- **Extrait du document**:

--------------------------------

Frédéric Manzini publié le 09 décembre 2020 3 min

Pierre Bayard s’est fait connaître auprès du grand public avec un ouvrage au titre délicieusement provocateur : Comment parler des livres que l’on n’a pas lus ? (Minuit, 2007), et avait récidivé avec Comment parler des lieux où l’on n’a pas été ? (Minuit, 2012), qui prolongeait l’enquête sur les situations où nous devons parler de ce que nous ne connaissons pas, ou que nous connaissons mal. La trilogie s’achève aujourd’hui avec Comment parler des faits qui ne se sont pas produits ? (Minuit, 2020) qui recense et analyse certains récits d’évènements inventés par leurs auteurs, mais que ceux-ci présentent pourtant comme bien réels. Qu’il s’agisse de Chateaubriand racontant sa rencontre avec Washington ou d’Anaïs Nin multipliant les subterfuges de plus en plus sophistiqués pour pouvoir mener sa double vie sans éveiller le soupçon, on se prend à sourire à ces affabulations moins insignifiantes qu’elles y paraissent. Et si la force de la fiction, parce qu’elle décomplexe notre rapport crispé à l’exactitude des faits, était de nous sauver de notre obsession pour la véracité à tout prix ?

 

  • Les Fabulateurs... À notre époque guettée par les fake news, la vigilance et le souci de la vérité des faits semblent plus que jamais de mise. C’est pourtant avec une évidente tendresse que l’ouvrage de Pierre Bayard s’intéresse à ceux qu’il appelle des « fabulateurs » : ceux qui inventent des histoires qui ne sont jamais réalisées, ou qui racontent des faits tout droit sortis de leur imagination. De bonne foi ou pas, par fantasme ou par jeu, Misha Defonseca a ainsi raconté son « incroyable » épopée en pleine Shoah dans Survivre avec les loups (1997) tandis que Freud s’est imaginé un Léonard de Vinci à la vie sexuelle frustrée pour les besoins de sa propre interprétation. Les écrivains ne sont pas les seuls en cause, puisqu’une place est également réservée aux « légendes urbaines » qui sont relayées sans être vérifiées, mais ils occupent la place principale – puisque la littérature abonde en fictions de toutes sortes. 
  • … et les Chicaneurs. Au génie du « fabulateur », Pierre Bayard oppose la mesquinerie de celui qu’il appelle avec humour le « chicaneur », à savoir celui qui « ne cess[e] de vérifier de manière obsessionnelle, à la limite du harcèlement, la moindre de ses affirmations. » Et Pierre Bayard de nous mettre en garde contre son pouvoir de nuisance : « Chacun en connaît dans son entourage et sait les ravages que ce rabat-joie est capable de faire en quelques minutes en matière d’ambiance. » Pourquoi, en effet, gâcher le plaisir d’une belle histoire sous le prétexte – fallacieux ? – qu’elle ne s’est pas réalisée ? Après tout, les mythes de l’Antiquité ou les histoires du soir qu’on raconte aux enfants se situent en dehors de la dichotomie du vrai et du faux.

--------------------------------

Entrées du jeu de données
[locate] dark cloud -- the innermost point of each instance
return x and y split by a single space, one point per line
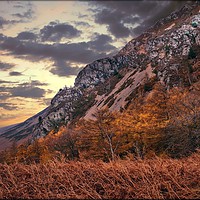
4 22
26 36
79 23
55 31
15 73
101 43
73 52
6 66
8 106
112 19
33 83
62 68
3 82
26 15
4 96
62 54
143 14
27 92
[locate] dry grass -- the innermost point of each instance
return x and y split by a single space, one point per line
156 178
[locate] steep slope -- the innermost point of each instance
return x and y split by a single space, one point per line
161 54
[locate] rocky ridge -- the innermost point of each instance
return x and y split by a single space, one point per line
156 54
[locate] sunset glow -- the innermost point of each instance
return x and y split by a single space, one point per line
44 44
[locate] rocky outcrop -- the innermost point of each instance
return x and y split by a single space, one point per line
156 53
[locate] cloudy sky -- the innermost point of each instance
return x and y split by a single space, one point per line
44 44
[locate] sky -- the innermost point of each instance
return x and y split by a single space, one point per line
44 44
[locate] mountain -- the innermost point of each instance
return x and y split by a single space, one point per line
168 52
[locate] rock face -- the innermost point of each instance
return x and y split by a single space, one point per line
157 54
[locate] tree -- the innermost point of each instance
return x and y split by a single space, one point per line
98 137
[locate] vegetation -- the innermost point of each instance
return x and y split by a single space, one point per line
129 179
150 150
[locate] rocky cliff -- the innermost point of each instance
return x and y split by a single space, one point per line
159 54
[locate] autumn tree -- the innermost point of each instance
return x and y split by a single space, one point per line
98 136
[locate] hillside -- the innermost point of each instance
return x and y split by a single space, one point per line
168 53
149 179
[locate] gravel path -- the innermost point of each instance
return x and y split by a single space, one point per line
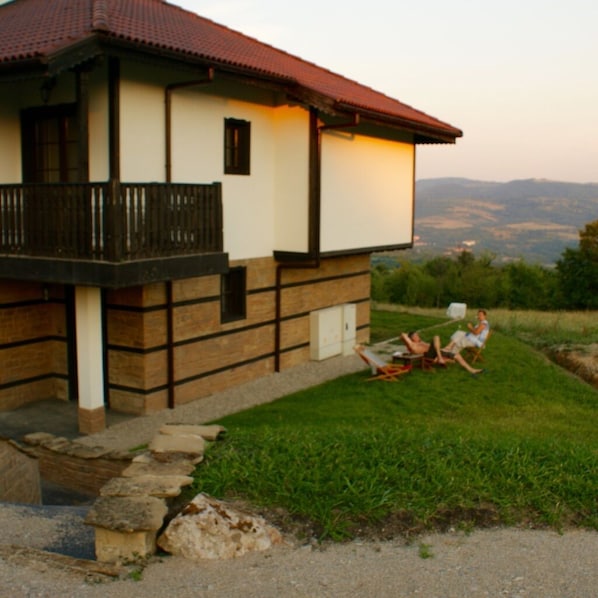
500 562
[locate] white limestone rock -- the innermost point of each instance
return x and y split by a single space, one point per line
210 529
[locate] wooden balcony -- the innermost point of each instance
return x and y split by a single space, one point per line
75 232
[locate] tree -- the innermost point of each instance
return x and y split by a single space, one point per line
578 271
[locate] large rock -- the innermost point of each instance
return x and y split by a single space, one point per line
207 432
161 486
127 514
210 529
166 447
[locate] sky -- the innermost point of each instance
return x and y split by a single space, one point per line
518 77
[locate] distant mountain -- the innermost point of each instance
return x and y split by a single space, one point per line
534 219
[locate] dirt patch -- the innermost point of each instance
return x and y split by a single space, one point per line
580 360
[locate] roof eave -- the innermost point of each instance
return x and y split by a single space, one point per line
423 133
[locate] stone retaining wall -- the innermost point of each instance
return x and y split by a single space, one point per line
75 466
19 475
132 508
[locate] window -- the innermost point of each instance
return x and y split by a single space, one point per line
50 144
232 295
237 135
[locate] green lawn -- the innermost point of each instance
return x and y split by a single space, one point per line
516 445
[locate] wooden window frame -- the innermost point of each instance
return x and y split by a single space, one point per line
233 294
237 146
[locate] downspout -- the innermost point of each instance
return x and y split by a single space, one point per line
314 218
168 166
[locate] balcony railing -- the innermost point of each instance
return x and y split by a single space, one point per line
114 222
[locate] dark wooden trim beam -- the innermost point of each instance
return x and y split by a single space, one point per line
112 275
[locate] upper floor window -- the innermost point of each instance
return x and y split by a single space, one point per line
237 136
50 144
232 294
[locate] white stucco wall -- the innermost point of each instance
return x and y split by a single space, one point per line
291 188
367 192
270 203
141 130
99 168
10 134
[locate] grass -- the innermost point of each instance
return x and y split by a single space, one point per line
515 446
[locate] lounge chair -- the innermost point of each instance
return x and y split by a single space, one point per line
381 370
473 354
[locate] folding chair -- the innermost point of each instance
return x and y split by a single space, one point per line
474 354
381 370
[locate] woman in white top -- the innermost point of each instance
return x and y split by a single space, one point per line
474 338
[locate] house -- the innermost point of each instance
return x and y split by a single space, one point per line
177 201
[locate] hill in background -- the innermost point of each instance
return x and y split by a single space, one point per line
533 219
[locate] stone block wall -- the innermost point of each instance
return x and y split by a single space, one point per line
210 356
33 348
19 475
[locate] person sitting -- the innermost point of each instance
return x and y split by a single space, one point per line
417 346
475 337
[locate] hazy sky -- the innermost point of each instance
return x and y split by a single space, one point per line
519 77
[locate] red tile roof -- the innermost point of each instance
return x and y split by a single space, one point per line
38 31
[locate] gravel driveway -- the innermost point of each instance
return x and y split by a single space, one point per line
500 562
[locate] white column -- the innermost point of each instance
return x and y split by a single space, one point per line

--------------------------------

- **Consigne**: D'après l'extrait sur Pierre Bayard, quel ouvrage achève sa trilogie ?

- **Réponse attendue**: La trilogie s'achève avec « Comment parler des faits qui ne se sont pas produits ? » (Minuit, 2020).